◆ Provided passage:
▶

The study was developed by a team of physicians and researchers at the WCHN, led by Dr. Richard Frank, Director of Clinical Cancer Research for WCHN. “The idea for the study came from an increasing appreciation of the link between diabetes and pancreatic cancer in those over 50 years of age. In particular, new-onset diabetes (diagnosed within the past year) is estimated to carry a seven-fold increased risk of the cancer in the first 3 years after a diagnosis of diabetes, “ explained Dr. Frank. “This gives us the opportunity to attempt to detect pancreatic cancer at a very early stage,” he explained.
Estimates are that fewer than 1 out of 100 individuals with new-onset diabetes will develop pancreatic cancer. Still there is great enthusiasm for the study. “We need to start somewhere,” explained Dr. Steven Brandwein, a study co-investigator and Western Connecticut Medical Group gastroenterologist. “Our expansive health care network is uniquely positioned to spearhead this type of research, which requires strong collaboration with primary care physician groups, as well as specialists in endocrinology, radiology, gastroenterology, pathology and surgery, all of whom are part of the network family.”
Study participants will undergo annual magnetic resonance imaging (MRI) of the pancreas for three years. A specific MRI protocol was developed by WCHN radiologists Drs. Ronald Lee and James Bauman. Suspicious lesions will be further investigated by a gastroenterologist using a special type of ultrasound (called EUS or endoscopic ultrasound) for the presence of cancer or pre-cancerous changes. Participants will also donate a sample of blood every six months in order to create a serum biobank that may contain the earliest clues of pancreatic cancer at the DNA level.
Since a blood test would be the optimal way to screen for pancreatic cancer, WCHN researchers will use the blood samples to identify a biomarker that does not currently exist.
“This initiative reflects our culture of continuous learning that we believe leads to ground-breaking advances in patient care,” explained John M. Murphy, MD, president and CEO of WCHN. “We are extremely grateful to the James Naughton family for their fundraising efforts. This study has been made possible by generous philanthropic support.”
James Naughton, Tony Award-winning star of theater, film and television, and his family hosted A Tribute to Pamela, an evening of musical entertainment featuring Naughton, daughter Keira, a Broadway and television actress; son Greg, singer and songwriter; and daughter-in-law Kelli O’Hara, Tony Award winner for her role as Anna in the King and I. The benefit event, honoring the legacy of Naughton’s late wife Pamela, raised over $1 million for pancreatic cancer research.
“We need to make serious inroads into the early diagnosis and treatment of this disease,” concluded Dr. Frank. “We hope this study makes a significant contribution to the field and, in the end, saves lives.”

◀

◆ What you will do:
1. Rewrite the stretch of the pancreatic cancer study article from "Study participants will" through "the DNA level.", replacing "every six months" with "every three months".
2. According to the pancreatic cancer study article, who developed the specific MRI protocol?

◆ Provided records:
▶

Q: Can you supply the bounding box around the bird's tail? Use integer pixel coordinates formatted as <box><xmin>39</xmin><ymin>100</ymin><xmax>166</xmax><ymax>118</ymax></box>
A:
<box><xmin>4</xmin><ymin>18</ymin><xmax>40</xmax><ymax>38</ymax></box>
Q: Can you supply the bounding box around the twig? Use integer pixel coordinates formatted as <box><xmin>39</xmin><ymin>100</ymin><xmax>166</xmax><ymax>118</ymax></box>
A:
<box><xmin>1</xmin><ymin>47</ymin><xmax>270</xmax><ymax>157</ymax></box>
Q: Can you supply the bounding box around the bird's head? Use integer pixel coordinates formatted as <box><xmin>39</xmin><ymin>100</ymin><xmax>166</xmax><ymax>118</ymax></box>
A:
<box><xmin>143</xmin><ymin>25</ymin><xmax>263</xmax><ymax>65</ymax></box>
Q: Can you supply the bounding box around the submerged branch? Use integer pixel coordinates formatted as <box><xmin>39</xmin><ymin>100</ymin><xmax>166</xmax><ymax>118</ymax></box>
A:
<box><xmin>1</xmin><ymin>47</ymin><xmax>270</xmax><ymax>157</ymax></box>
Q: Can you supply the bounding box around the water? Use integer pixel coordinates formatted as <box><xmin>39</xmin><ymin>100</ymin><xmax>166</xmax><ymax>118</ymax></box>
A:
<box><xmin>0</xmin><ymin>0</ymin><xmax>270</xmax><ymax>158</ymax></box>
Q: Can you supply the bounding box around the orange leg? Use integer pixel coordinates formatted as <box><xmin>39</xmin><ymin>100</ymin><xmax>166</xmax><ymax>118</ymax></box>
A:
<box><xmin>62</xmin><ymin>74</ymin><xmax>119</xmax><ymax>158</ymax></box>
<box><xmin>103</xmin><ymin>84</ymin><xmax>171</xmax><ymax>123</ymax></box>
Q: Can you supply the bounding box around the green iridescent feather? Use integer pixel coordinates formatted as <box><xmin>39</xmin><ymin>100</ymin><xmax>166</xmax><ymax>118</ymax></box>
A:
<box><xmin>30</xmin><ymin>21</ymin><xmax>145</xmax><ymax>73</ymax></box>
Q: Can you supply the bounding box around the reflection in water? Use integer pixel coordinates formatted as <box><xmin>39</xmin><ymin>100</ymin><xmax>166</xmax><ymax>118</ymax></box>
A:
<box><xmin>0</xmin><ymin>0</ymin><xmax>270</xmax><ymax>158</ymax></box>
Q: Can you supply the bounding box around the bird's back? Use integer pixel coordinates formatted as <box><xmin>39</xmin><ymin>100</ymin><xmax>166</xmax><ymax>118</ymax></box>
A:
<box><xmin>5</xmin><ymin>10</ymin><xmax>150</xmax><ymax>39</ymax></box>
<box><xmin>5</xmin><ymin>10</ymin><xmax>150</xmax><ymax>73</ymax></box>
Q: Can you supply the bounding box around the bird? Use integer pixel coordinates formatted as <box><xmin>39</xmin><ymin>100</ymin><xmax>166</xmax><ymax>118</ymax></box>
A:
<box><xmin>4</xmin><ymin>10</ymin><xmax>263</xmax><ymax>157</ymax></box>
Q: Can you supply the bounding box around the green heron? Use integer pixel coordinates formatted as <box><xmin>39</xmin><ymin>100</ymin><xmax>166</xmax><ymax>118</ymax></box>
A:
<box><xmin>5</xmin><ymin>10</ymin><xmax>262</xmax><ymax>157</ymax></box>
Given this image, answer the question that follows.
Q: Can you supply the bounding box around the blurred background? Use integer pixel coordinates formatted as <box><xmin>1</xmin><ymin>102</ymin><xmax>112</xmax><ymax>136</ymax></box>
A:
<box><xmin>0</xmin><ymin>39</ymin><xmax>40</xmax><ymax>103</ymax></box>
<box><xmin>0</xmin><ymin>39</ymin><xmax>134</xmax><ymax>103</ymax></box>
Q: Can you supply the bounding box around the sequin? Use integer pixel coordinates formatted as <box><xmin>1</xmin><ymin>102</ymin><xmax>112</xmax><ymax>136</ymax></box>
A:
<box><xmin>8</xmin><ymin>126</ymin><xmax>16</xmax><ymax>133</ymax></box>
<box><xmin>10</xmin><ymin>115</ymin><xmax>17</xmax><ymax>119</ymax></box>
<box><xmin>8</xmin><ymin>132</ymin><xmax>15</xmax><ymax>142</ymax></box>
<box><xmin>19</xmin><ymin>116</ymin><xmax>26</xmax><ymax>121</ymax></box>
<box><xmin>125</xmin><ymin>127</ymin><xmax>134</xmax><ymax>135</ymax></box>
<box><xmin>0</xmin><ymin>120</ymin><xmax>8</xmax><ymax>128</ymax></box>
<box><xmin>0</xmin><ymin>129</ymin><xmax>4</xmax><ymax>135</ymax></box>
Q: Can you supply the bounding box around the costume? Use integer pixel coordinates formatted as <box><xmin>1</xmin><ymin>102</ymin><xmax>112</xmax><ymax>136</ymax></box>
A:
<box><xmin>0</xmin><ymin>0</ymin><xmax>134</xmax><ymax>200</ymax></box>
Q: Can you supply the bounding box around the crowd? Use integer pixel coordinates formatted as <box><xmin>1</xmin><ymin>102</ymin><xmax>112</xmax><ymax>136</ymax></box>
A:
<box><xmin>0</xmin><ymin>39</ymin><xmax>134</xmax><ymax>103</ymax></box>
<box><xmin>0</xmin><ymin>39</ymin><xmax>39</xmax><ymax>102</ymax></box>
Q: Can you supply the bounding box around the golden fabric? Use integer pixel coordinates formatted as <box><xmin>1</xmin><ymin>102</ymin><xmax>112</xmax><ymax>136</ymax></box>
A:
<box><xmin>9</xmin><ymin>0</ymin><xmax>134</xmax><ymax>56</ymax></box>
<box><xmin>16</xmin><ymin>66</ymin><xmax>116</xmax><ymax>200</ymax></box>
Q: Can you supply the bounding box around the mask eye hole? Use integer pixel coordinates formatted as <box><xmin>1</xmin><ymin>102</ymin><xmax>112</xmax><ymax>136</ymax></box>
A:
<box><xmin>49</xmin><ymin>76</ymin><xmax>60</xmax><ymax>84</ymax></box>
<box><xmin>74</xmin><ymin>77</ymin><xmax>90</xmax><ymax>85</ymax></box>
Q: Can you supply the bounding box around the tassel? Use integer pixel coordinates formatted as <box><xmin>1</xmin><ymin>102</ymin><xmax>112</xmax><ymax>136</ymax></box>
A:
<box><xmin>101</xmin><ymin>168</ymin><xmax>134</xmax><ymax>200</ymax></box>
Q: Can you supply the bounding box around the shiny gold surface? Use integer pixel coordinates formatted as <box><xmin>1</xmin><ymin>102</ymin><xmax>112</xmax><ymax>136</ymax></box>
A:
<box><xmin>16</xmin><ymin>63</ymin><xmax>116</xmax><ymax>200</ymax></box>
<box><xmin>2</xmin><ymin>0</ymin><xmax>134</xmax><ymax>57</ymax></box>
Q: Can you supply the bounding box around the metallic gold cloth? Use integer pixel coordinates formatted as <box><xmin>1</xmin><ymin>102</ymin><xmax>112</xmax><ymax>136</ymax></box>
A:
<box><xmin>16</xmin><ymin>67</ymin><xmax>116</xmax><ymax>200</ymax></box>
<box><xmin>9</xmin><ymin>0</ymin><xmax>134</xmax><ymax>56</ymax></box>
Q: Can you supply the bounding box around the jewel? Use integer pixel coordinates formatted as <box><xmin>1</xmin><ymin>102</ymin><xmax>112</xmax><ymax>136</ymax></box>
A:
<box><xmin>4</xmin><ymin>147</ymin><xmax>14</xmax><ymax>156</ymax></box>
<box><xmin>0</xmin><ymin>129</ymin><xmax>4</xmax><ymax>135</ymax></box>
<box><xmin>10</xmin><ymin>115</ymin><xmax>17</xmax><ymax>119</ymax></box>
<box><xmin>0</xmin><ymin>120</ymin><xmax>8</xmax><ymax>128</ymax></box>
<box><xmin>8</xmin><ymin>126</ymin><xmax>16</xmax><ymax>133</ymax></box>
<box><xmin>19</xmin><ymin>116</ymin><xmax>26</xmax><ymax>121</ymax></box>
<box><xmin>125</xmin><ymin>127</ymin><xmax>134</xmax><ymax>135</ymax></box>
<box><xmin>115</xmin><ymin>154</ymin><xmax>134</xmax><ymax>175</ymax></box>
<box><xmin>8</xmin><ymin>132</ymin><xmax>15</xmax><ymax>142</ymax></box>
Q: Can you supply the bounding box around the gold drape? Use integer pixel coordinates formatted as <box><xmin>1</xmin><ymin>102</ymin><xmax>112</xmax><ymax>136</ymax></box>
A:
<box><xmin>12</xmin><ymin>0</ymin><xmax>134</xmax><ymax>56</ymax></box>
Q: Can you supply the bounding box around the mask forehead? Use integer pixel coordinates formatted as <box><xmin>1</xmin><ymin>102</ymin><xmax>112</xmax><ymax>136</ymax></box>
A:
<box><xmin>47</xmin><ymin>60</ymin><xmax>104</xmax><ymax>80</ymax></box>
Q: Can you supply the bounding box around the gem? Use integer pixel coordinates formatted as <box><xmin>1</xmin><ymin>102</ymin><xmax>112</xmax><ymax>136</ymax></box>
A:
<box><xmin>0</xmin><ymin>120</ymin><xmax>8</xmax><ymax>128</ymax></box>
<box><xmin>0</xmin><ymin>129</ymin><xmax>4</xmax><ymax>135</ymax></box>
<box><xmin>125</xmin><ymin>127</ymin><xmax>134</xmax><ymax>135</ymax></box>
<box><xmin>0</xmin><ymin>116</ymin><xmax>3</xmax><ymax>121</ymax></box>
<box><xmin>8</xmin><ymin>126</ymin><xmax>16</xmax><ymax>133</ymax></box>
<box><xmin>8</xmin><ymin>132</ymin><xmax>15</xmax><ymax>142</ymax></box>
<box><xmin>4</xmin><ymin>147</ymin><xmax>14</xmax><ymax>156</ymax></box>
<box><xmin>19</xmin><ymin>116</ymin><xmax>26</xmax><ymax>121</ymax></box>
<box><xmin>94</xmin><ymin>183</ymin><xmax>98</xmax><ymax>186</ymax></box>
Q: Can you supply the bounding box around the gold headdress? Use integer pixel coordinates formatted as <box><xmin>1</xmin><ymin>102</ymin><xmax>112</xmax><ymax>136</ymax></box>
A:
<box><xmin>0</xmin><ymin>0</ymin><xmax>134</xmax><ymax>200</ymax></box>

◀

◆ Answers for this exercise:
1.
Study participants will undergo annual magnetic resonance imaging (MRI) of the pancreas for three years. A specific MRI protocol was developed by WCHN radiologists Drs. Ronald Lee and James Bauman. Suspicious lesions will be further investigated by a gastroenterologist using a special type of ultrasound (called EUS or endoscopic ultrasound) for the presence of cancer or pre-cancerous changes. Participants will also donate a sample of blood every three months in order to create a serum biobank that may contain the earliest clues of pancreatic cancer at the DNA level.

2. WCHN radiologists Drs. Ronald Lee and James Bauman.